Print every line of the listing below verbatim, starting at the line containing "Identify every instance of the snow-covered" and continuing through the end of the listing.
--- TASK MATERIAL ---
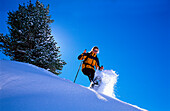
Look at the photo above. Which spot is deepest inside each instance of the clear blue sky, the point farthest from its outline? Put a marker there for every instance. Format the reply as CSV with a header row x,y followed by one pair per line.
x,y
132,36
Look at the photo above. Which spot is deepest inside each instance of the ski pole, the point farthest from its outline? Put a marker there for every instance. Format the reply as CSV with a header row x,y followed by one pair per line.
x,y
78,72
79,68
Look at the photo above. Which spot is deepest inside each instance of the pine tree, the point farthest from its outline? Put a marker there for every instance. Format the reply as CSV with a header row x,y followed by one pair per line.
x,y
30,38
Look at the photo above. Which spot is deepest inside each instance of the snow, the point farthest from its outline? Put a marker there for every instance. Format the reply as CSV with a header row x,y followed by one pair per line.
x,y
25,87
109,79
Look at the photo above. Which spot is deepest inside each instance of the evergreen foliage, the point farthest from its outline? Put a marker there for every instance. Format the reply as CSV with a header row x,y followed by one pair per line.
x,y
30,38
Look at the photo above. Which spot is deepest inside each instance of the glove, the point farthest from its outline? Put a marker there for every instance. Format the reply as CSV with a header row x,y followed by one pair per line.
x,y
101,68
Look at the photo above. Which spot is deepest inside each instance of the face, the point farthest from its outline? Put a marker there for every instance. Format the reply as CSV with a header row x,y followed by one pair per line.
x,y
96,51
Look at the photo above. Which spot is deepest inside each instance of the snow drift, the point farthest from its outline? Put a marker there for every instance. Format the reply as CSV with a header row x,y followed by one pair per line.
x,y
109,79
24,87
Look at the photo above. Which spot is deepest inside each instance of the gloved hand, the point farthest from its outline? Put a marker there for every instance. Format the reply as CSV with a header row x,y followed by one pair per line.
x,y
84,51
101,68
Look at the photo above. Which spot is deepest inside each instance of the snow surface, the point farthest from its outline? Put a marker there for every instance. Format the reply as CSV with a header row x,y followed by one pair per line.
x,y
25,87
109,79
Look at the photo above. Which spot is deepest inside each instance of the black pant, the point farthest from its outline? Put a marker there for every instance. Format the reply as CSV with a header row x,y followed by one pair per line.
x,y
89,72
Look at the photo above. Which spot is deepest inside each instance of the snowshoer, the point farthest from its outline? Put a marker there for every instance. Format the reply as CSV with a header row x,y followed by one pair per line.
x,y
90,60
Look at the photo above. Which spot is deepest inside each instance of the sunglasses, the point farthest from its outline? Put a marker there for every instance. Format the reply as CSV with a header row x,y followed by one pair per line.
x,y
95,50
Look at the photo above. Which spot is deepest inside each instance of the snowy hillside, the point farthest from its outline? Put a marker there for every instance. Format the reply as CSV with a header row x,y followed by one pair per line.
x,y
24,87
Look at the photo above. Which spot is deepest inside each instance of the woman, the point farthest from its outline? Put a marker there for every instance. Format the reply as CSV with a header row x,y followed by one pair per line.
x,y
90,60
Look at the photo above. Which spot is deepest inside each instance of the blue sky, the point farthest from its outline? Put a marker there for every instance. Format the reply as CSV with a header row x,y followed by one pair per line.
x,y
132,36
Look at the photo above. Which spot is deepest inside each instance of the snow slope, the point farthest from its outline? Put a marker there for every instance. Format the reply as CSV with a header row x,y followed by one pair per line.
x,y
24,87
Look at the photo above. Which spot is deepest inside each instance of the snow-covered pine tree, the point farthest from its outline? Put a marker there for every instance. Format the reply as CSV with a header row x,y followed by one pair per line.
x,y
30,38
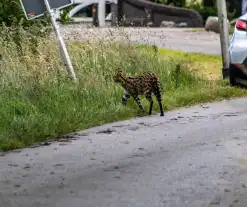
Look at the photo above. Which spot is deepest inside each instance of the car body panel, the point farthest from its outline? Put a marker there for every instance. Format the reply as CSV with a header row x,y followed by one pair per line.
x,y
238,55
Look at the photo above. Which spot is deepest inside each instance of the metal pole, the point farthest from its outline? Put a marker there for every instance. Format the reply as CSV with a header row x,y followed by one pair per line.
x,y
224,36
94,14
62,45
101,13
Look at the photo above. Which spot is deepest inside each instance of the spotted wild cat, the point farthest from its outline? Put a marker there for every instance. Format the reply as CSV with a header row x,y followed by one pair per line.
x,y
145,84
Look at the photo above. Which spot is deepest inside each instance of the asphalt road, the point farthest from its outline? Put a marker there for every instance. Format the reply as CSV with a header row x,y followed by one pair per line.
x,y
190,157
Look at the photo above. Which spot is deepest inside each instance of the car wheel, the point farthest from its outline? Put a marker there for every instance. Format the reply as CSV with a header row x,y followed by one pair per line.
x,y
232,78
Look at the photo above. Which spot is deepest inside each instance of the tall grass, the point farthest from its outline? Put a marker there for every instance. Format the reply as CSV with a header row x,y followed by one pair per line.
x,y
38,100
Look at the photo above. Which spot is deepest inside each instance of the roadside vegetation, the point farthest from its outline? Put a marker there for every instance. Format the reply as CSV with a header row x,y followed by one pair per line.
x,y
38,101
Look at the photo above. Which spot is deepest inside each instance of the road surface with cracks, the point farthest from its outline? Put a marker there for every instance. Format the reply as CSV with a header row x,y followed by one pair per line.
x,y
190,157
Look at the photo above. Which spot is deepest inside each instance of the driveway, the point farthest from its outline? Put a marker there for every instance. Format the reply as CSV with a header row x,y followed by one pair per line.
x,y
191,157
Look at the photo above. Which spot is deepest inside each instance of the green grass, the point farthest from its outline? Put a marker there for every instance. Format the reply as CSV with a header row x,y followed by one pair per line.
x,y
38,101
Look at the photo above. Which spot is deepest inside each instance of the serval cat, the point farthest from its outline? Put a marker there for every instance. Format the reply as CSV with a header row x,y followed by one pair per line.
x,y
145,84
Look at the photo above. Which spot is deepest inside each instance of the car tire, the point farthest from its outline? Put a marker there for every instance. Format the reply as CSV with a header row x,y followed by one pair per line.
x,y
232,78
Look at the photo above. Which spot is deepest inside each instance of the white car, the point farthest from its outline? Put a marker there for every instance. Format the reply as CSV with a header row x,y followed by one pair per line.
x,y
238,53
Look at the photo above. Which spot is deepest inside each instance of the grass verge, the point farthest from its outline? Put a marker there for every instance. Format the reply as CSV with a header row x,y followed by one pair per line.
x,y
38,101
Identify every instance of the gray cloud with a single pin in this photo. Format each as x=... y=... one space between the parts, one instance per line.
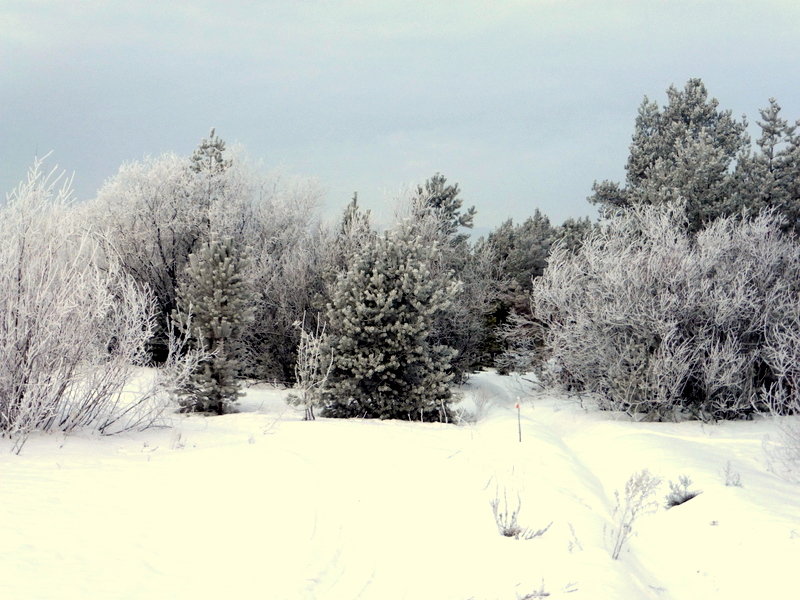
x=524 y=103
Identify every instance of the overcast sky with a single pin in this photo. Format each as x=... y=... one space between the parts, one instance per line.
x=524 y=103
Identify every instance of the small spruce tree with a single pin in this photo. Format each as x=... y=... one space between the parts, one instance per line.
x=214 y=305
x=381 y=318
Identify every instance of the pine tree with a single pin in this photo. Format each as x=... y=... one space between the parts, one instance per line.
x=381 y=317
x=683 y=151
x=214 y=305
x=208 y=156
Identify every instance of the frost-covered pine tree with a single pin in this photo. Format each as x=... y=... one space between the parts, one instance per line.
x=385 y=363
x=684 y=151
x=214 y=305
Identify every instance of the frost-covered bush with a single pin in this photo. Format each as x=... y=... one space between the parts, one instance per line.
x=381 y=319
x=311 y=370
x=73 y=325
x=657 y=321
x=636 y=501
x=157 y=211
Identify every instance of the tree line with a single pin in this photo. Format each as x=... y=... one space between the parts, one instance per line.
x=681 y=299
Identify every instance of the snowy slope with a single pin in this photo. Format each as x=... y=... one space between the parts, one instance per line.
x=261 y=504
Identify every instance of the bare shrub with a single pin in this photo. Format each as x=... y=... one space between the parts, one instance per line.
x=732 y=477
x=680 y=492
x=506 y=516
x=74 y=326
x=662 y=323
x=637 y=500
x=311 y=369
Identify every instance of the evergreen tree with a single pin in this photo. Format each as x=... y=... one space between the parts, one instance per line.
x=214 y=306
x=770 y=178
x=385 y=364
x=437 y=198
x=208 y=156
x=437 y=212
x=684 y=151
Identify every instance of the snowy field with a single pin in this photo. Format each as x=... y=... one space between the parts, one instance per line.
x=260 y=504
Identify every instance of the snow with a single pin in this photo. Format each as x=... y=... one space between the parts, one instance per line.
x=263 y=504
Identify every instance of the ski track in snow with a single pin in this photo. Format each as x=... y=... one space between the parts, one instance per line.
x=260 y=504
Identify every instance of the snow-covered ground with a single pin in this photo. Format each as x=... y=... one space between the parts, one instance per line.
x=260 y=504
---
__RESPONSE TO THIS EXERCISE__.
Identify every instance of the snow-covered ground with a single pin in this photo. Format each as x=... y=... one space between the parts, one instance per line.
x=260 y=504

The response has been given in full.